-- BEGIN PROVIDED INFORMATION --
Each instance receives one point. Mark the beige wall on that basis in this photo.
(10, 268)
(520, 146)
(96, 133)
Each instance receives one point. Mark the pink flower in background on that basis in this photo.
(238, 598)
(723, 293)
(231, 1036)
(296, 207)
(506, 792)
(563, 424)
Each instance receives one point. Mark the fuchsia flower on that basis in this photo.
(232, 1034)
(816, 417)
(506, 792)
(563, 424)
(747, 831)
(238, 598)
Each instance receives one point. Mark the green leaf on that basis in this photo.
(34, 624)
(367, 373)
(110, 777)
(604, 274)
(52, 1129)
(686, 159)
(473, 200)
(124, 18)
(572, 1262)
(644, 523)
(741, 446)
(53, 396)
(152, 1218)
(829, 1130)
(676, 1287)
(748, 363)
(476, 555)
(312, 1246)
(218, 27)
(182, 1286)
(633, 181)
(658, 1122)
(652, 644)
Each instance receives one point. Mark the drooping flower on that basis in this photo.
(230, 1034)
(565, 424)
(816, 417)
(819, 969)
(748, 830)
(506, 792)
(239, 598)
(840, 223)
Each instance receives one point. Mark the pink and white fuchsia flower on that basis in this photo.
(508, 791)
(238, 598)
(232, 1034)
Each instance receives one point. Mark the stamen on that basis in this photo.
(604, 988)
-- END PROVIDED INFORMATION --
→ WHAT TO DO:
Reproduce all of the records above word for word, line by line, without changing anything.

→ TASK RESPONSE:
Each instance receives one point. Mark the beige wall on that basis in this photo.
(10, 268)
(520, 146)
(96, 133)
Each instance receives one point. Mark the pink flower in background on that basis in this photo.
(238, 598)
(723, 293)
(231, 1036)
(296, 207)
(506, 792)
(563, 424)
Each instance receives one point. Mark the fuchsia flower on that basis in this photo.
(232, 1034)
(816, 417)
(506, 792)
(563, 424)
(747, 831)
(238, 598)
Each instance receives one point. Mark the green leaf on that basis in this photo.
(34, 624)
(367, 373)
(110, 777)
(604, 274)
(52, 1129)
(686, 159)
(473, 200)
(124, 18)
(572, 1262)
(644, 523)
(741, 446)
(53, 396)
(152, 1218)
(829, 1130)
(676, 1287)
(748, 363)
(476, 555)
(312, 1246)
(218, 27)
(182, 1286)
(633, 181)
(658, 1122)
(652, 644)
Each instance receives one point. Mark the drooping flower on that basis in this photo.
(230, 1034)
(565, 424)
(816, 417)
(819, 969)
(748, 830)
(506, 792)
(239, 598)
(840, 223)
Each instance receives one point. Mark the pink and white fuchsia flower on that basis in this photo.
(508, 791)
(238, 598)
(232, 1034)
Each instance receives one point. Mark the stamen on that basis in this photo.
(604, 988)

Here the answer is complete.